#### Given request
Please retype the listing below line for line, with every character unchanged.

-- start Entries provided --

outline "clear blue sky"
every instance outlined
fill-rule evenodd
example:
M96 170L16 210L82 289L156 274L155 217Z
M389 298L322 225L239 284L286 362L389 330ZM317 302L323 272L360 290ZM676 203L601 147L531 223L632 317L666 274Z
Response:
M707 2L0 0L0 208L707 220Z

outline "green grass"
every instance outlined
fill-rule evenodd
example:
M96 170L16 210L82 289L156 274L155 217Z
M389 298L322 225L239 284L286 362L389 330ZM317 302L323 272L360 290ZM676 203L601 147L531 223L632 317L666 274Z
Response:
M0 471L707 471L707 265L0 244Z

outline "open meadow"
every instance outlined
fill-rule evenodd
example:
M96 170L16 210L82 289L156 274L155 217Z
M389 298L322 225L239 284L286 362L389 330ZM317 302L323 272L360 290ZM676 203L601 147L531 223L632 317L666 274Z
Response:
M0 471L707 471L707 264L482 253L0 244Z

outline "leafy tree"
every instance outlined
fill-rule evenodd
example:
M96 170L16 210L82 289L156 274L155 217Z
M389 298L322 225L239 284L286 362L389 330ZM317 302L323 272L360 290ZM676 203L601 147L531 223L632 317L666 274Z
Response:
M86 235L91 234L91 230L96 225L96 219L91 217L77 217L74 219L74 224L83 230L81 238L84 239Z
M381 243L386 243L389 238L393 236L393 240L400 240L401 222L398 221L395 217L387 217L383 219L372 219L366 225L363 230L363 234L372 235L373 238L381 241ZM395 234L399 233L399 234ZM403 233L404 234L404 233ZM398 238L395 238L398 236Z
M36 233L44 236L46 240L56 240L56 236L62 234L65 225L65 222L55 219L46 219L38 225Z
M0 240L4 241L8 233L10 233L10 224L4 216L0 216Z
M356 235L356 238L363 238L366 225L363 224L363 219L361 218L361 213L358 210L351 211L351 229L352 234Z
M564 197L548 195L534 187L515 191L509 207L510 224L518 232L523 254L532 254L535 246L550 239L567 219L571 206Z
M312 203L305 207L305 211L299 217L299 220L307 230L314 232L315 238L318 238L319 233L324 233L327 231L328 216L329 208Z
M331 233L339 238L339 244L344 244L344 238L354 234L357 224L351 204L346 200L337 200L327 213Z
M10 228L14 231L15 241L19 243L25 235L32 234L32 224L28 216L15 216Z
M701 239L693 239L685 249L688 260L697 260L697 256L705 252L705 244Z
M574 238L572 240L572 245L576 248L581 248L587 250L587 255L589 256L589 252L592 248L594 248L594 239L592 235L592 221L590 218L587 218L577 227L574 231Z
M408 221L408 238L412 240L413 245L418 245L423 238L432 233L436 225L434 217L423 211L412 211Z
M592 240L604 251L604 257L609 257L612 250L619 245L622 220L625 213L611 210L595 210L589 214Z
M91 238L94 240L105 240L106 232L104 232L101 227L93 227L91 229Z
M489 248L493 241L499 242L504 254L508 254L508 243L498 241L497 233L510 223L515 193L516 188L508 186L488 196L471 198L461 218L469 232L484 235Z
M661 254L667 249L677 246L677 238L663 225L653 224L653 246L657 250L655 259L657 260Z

-- end Entries provided --

#### Answer to this task
outline "clear blue sky"
every instance outlined
fill-rule evenodd
example:
M96 170L16 210L82 289L156 274L155 217Z
M389 298L322 225L239 284L286 362L389 330ZM317 302L323 272L360 290ZM676 203L601 147L531 223L632 317L666 274Z
Response:
M707 2L0 0L0 208L707 220Z

outline "green grass"
every instance outlined
fill-rule evenodd
example:
M96 170L16 210L82 289L156 274L155 217Z
M389 298L322 225L239 284L286 362L389 330ZM317 302L323 272L360 290ZM676 203L601 147L531 223L632 317L666 274Z
Response:
M0 471L707 471L707 265L0 244Z

outline "open meadow"
every instance outlined
fill-rule evenodd
example:
M96 170L16 210L82 289L156 274L155 217Z
M389 298L322 225L239 284L286 362L389 330ZM317 302L323 272L360 290ZM676 203L601 147L531 223L632 317L666 274Z
Response:
M0 471L707 471L707 264L482 253L0 244Z

outline "leafy tree"
every instance outlined
fill-rule evenodd
example:
M96 170L16 210L82 289L156 274L155 217Z
M389 298L322 225L239 284L286 362L389 330ZM317 302L323 272L360 290ZM676 203L601 147L531 223L632 317L666 274Z
Response:
M86 235L91 234L91 230L96 225L96 219L91 217L77 217L74 219L74 224L83 230L81 238L84 239Z
M381 243L386 243L389 238L393 236L393 240L400 240L401 222L398 221L395 217L387 217L383 219L372 219L366 225L363 230L363 234L372 235L373 238L381 241ZM395 234L399 233L399 234ZM403 233L404 234L404 233ZM398 238L395 238L398 236Z
M36 233L44 236L46 240L56 240L56 236L62 234L65 225L65 222L55 219L46 219L38 225Z
M0 240L4 241L8 233L10 233L10 224L4 216L0 216Z
M356 235L356 238L363 238L366 225L363 224L363 219L361 218L361 213L358 210L351 211L351 229L352 234Z
M564 197L548 195L534 187L515 191L509 207L510 224L518 232L523 254L532 254L535 246L550 239L567 219L571 206Z
M312 203L305 207L305 211L299 217L299 220L307 230L314 232L315 238L318 238L319 233L324 233L327 231L328 216L329 208Z
M331 233L339 238L339 244L344 244L344 238L354 234L357 224L351 204L346 200L337 200L327 213Z
M10 228L14 231L15 241L19 243L25 235L32 234L32 224L28 216L15 216Z
M701 239L693 239L685 249L688 260L697 260L697 256L705 252L705 244Z
M574 238L572 240L572 245L576 248L581 248L587 250L587 255L589 256L589 252L592 248L594 248L594 239L592 235L592 221L590 218L587 218L577 227L574 231Z
M408 221L408 238L412 240L413 245L418 245L423 238L432 233L436 225L434 217L423 211L412 211Z
M592 240L604 251L604 257L609 257L612 250L619 245L622 220L625 213L611 210L595 210L589 214Z
M91 238L94 240L105 240L106 232L104 232L101 227L93 227L91 229Z
M489 248L493 241L499 242L504 254L508 254L508 243L498 241L497 233L510 223L515 193L516 188L508 186L488 196L471 198L461 218L469 232L484 235Z
M661 254L667 249L677 246L677 238L663 225L653 224L653 246L657 250L655 259L657 260Z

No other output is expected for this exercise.